* Set task: State only the number of lines in the data below that contain the string "black".

* The records:
** start **

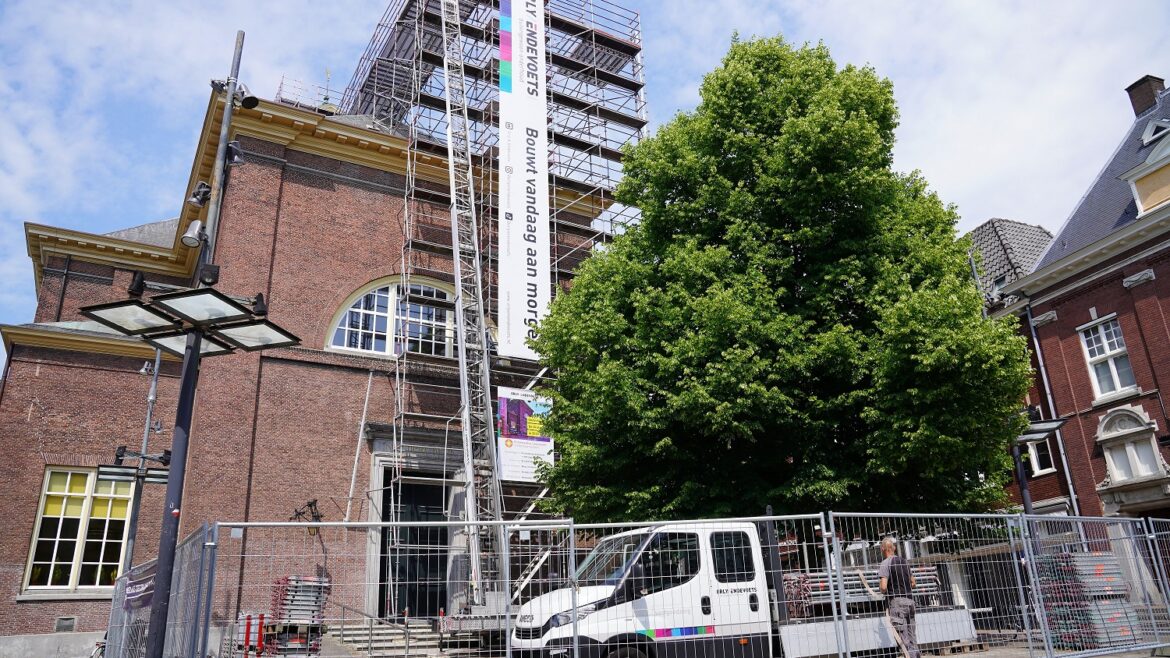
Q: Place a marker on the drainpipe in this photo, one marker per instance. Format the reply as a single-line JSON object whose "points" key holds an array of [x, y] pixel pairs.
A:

** end **
** start **

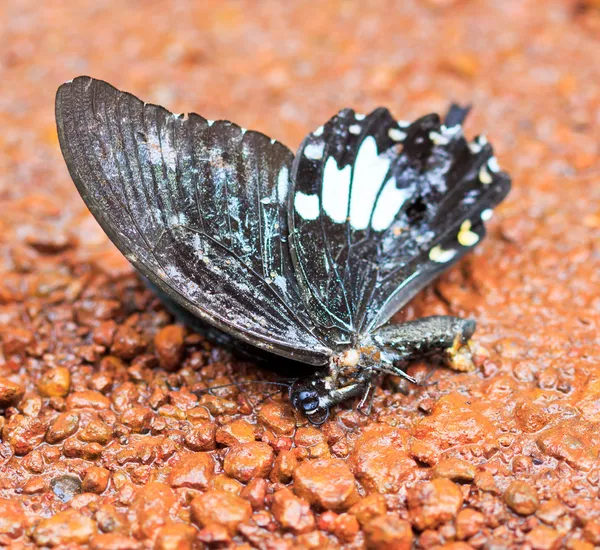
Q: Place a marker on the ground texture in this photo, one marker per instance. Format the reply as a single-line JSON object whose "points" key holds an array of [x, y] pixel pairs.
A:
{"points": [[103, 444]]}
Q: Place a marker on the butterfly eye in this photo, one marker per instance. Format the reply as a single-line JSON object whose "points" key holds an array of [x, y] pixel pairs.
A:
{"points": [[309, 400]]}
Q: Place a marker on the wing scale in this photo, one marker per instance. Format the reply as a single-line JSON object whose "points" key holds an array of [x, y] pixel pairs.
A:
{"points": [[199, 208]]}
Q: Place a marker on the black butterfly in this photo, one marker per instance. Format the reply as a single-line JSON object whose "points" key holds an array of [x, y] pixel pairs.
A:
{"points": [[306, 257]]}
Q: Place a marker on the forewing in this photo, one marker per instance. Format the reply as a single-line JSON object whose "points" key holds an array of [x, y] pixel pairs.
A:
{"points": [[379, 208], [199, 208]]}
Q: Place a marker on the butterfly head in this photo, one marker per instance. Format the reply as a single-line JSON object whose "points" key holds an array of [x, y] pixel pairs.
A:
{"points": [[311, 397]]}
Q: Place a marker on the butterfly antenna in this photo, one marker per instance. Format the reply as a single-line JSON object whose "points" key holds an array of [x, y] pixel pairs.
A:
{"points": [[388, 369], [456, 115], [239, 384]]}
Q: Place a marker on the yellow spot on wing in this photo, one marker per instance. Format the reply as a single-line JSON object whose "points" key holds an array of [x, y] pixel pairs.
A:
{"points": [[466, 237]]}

** end **

* Solution for this exercise: 1